- **Directive**: From the entries below, pull out each line that contains the word "trace" and copy it unchanged.

+++

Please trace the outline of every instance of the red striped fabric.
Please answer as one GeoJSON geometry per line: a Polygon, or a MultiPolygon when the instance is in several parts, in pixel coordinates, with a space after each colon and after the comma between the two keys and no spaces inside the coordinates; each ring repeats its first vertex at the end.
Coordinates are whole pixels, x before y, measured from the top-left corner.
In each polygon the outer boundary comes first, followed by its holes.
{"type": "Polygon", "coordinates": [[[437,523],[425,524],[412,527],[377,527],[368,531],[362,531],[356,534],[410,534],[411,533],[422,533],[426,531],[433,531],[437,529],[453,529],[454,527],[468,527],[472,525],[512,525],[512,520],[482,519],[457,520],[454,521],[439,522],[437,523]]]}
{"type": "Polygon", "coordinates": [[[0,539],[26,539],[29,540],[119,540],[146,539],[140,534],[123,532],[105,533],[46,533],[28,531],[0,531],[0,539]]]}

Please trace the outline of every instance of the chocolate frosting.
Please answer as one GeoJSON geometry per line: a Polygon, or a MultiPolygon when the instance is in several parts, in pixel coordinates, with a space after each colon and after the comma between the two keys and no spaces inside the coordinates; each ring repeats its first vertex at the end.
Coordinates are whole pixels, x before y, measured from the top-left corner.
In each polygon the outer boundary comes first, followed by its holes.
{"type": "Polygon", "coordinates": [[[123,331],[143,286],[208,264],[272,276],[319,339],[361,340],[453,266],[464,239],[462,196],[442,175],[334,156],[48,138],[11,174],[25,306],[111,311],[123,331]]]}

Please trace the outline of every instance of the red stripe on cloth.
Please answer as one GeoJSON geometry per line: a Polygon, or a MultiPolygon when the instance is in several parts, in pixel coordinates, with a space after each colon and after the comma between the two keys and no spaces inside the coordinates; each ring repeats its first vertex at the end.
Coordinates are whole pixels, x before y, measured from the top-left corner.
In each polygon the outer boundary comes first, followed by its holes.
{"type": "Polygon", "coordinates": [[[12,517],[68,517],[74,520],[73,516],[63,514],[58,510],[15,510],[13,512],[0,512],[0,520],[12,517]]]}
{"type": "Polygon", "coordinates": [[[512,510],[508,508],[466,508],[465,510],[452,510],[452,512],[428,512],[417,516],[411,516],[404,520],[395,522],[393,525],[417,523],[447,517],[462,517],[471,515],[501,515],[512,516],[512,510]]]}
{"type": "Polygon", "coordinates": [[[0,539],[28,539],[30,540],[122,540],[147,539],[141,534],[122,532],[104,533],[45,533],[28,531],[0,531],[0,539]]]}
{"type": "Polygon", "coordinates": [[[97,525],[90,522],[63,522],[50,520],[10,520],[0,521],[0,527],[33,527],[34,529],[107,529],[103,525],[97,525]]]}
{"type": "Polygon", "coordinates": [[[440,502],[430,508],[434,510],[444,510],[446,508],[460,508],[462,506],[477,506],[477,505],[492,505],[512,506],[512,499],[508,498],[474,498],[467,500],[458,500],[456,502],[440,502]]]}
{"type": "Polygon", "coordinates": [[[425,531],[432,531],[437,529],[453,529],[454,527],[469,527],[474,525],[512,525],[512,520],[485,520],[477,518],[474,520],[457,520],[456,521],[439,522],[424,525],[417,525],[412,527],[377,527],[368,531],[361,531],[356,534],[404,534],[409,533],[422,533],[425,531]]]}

+++

- **Result below**:
Please trace the outline of every instance of the red striped fabric.
Please trace the outline of every instance of the chocolate frosting.
Please trace the outline of every instance of the red stripe on cloth.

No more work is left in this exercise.